• SOURCE EXCERPT:
-- -- --
David Woodhouse - May 18, 2010, 3:46 p.m.
On Fri, 2010-05-14 at 14:12 +0200, Joakim Tjernlund wrote:
> @@ -167,8 +170,6 @@ static void jffs2_erase_succeeded(struct jffs2_sb_info *c, struct jffs2_eraseblo
>         list_move_tail(&jeb->list, &c->erase_complete_list);
>         spin_unlock(&c->erase_completion_lock);
>         mutex_unlock(&c->erase_free_sem);
> -       /* Ensure that kupdated calls us again to mark them clean */
> -       jffs2_erase_pending_trigger(c);
>  }
> 
>  static void jffs2_erase_failed(struct jffs2_sb_info *c, struct jffs2_eraseblock *jeb, uint32_t bad_offset) 

Why remove this? If you have asynchronous erases, with the erase
callback (and hence this jffs2_erase_succeeded function) getting called
asynchronously, then we _do_ want to trigger the GC thread to run, to
that it can write the cleanmarker to the block and refile it on the
empty_list.
Joakim Tjernlund - May 18, 2010, 6:19 p.m.
David Woodhouse <dwmw2@infradead.org> wrote on 2010/05/18 17:46:27:
>
> On Fri, 2010-05-14 at 14:12 +0200, Joakim Tjernlund wrote:
> > @@ -167,8 +170,6 @@ static void jffs2_erase_succeeded(struct jffs2_sb_info
> *c, struct jffs2_eraseblo
> >         list_move_tail(&jeb->list, &c->erase_complete_list);
> >         spin_unlock(&c->erase_completion_lock);
> >         mutex_unlock(&c->erase_free_sem);
> > -       /* Ensure that kupdated calls us again to mark them clean */
> > -       jffs2_erase_pending_trigger(c);
> >  }
> >
> >  static void jffs2_erase_failed(struct jffs2_sb_info *c, struct
> jffs2_eraseblock *jeb, uint32_t bad_offset)
>
> Why remove this? If you have asynchronous erases, with the erase
> callback (and hence this jffs2_erase_succeeded function) getting called
> asynchronously, then we _do_ want to trigger the GC thread to run, to
> that it can write the cleanmarker to the block and refile it on the
> empty_list.
-- -- --
(Lines of data)
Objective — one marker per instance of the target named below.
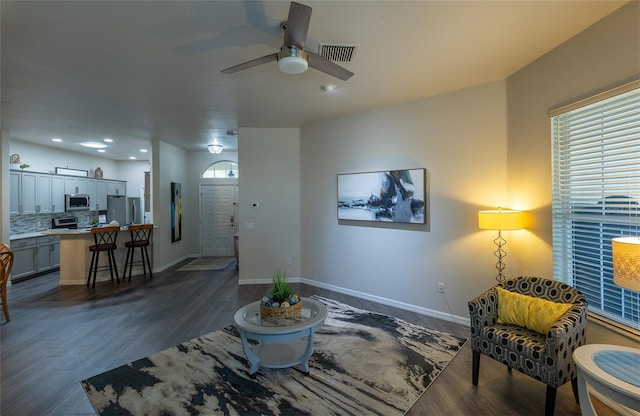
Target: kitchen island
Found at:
(75, 256)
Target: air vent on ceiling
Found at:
(337, 53)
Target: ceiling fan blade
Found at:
(297, 25)
(328, 67)
(250, 64)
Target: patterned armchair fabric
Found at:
(545, 358)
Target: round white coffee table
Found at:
(282, 342)
(611, 370)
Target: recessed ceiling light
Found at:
(94, 145)
(328, 87)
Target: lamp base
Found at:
(500, 254)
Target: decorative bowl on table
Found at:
(280, 302)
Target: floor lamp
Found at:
(500, 219)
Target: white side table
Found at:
(282, 342)
(612, 370)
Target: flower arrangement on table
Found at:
(280, 302)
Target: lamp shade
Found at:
(626, 262)
(292, 65)
(500, 219)
(215, 148)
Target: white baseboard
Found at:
(385, 301)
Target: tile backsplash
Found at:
(27, 223)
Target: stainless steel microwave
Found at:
(76, 202)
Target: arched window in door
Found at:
(222, 169)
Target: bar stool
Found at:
(6, 263)
(104, 240)
(140, 236)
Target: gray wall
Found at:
(605, 55)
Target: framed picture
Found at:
(389, 196)
(176, 212)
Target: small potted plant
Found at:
(281, 302)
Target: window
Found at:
(222, 169)
(596, 196)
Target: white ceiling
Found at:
(140, 70)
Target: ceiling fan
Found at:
(293, 58)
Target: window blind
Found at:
(596, 197)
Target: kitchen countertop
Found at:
(56, 231)
(32, 234)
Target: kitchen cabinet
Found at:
(97, 191)
(24, 257)
(15, 185)
(116, 188)
(48, 250)
(30, 192)
(75, 185)
(43, 193)
(34, 255)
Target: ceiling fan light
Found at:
(292, 64)
(215, 148)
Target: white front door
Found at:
(217, 208)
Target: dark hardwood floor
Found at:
(59, 335)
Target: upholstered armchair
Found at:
(545, 356)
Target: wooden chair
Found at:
(6, 264)
(104, 240)
(140, 237)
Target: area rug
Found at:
(363, 363)
(207, 263)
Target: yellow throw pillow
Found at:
(532, 313)
(513, 308)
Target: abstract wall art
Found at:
(389, 196)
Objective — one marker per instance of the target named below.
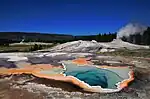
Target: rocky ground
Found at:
(30, 87)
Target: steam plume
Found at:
(130, 29)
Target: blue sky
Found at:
(76, 17)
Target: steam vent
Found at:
(78, 71)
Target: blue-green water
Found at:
(94, 76)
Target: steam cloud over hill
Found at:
(131, 29)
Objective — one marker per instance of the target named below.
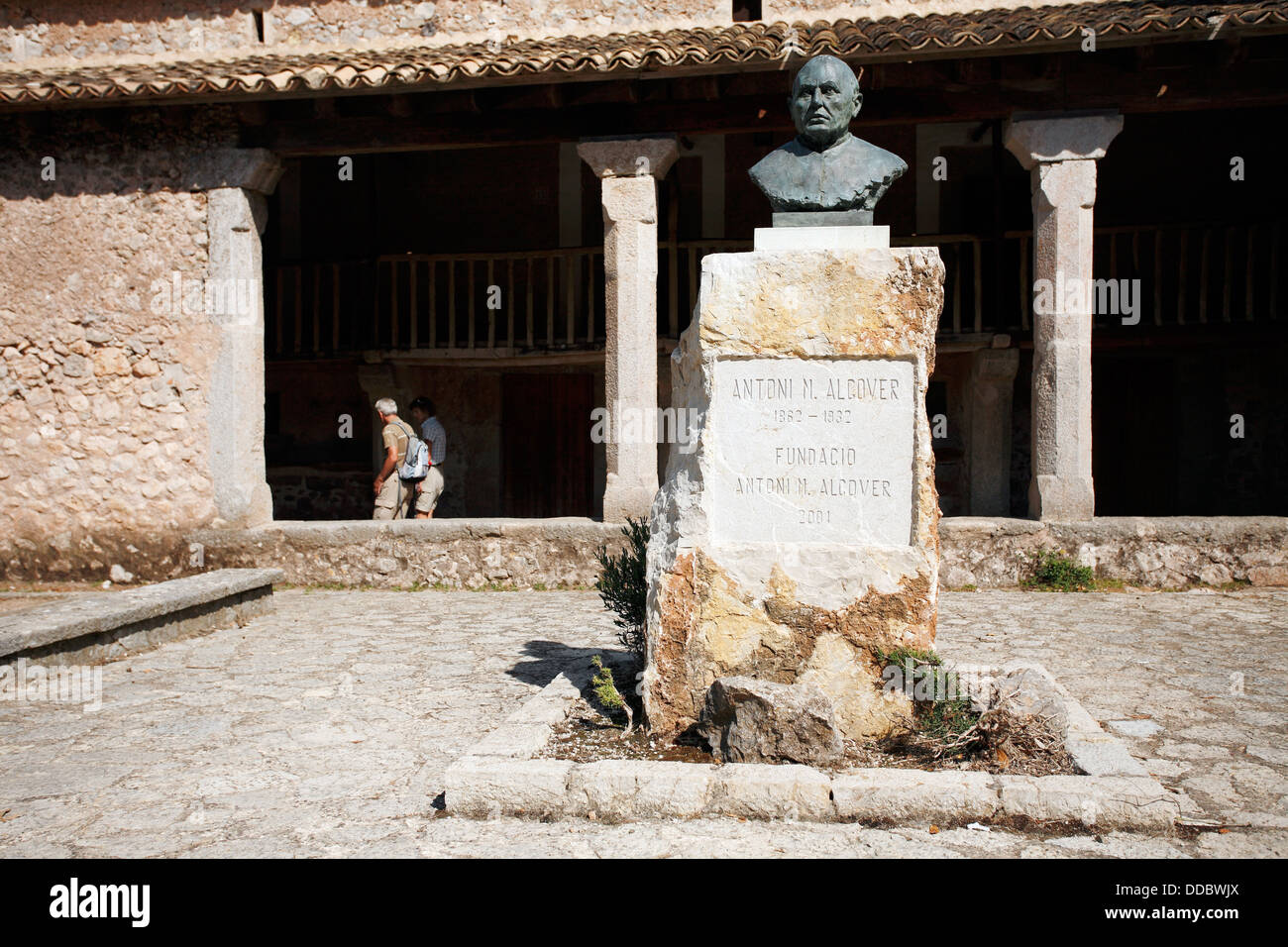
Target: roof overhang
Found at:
(741, 47)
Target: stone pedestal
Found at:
(1061, 154)
(799, 535)
(629, 170)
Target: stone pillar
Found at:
(988, 431)
(1061, 154)
(235, 182)
(629, 170)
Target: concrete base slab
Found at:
(502, 776)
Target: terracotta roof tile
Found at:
(741, 44)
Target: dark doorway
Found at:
(1133, 437)
(546, 458)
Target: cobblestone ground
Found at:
(325, 729)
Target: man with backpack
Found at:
(404, 466)
(433, 433)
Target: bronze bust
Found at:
(825, 169)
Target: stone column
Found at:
(988, 431)
(629, 169)
(236, 182)
(1061, 154)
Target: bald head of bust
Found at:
(824, 99)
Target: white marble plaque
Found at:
(814, 450)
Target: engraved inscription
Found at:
(812, 450)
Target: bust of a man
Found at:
(825, 167)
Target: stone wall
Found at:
(1160, 553)
(987, 553)
(454, 553)
(103, 376)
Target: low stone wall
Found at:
(93, 628)
(454, 553)
(1154, 552)
(1160, 553)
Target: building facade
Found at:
(224, 235)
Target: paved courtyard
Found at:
(326, 728)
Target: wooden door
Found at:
(546, 458)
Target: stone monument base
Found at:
(798, 539)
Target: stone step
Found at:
(91, 628)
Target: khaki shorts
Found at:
(432, 488)
(394, 499)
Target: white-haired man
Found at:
(393, 496)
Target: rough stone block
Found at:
(638, 789)
(488, 788)
(1106, 802)
(911, 796)
(767, 791)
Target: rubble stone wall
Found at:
(103, 371)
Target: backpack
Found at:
(415, 466)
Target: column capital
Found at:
(629, 158)
(1042, 141)
(252, 169)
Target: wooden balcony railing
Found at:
(554, 299)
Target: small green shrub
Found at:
(623, 587)
(941, 711)
(606, 693)
(1054, 571)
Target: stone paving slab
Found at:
(327, 727)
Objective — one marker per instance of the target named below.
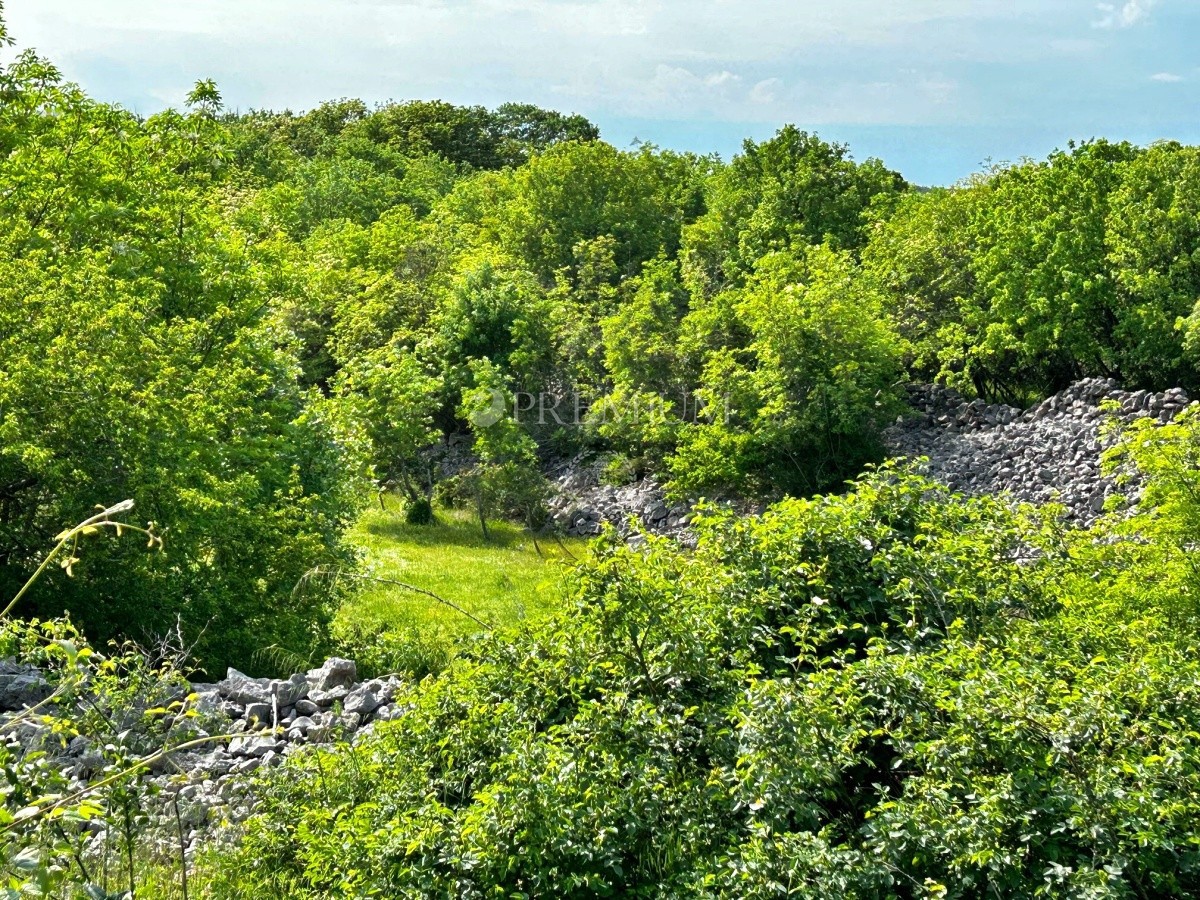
-- -- --
• WRITTEN TASKS:
a: Answer these questions from the JFFS2 thread:
(i) Which function call does the quoted patch remove from jffs2_erase_succeeded?
(ii) At what time on May 18, 2010 was Joakim Tjernlund's message posted?
(iii) According to David Woodhouse, what should the GC thread write to the block?
b: Return the passage of the JFFS2 thread from "David Woodhouse - May" to "struct jffs2_eraseblock *jeb, uint32_t bad_offset)".
The data is separate material that has nothing to do with the JFFS2 thread.

• FINAL ANSWERS:
a:
(i) jffs2_erase_pending_trigger(c)
(ii) 6:19 p.m.
(iii) The cleanmarker

b:
David Woodhouse - May 18, 2010, 3:46 p.m.
On Fri, 2010-05-14 at 14:12 +0200, Joakim Tjernlund wrote:
> @@ -167,8 +170,6 @@ static void jffs2_erase_succeeded(struct jffs2_sb_info *c, struct jffs2_eraseblo
>         list_move_tail(&jeb->list, &c->erase_complete_list);
>         spin_unlock(&c->erase_completion_lock);
>         mutex_unlock(&c->erase_free_sem);
> -       /* Ensure that kupdated calls us again to mark them clean */
> -       jffs2_erase_pending_trigger(c);
>  }
> 
>  static void jffs2_erase_failed(struct jffs2_sb_info *c, struct jffs2_eraseblock *jeb, uint32_t bad_offset)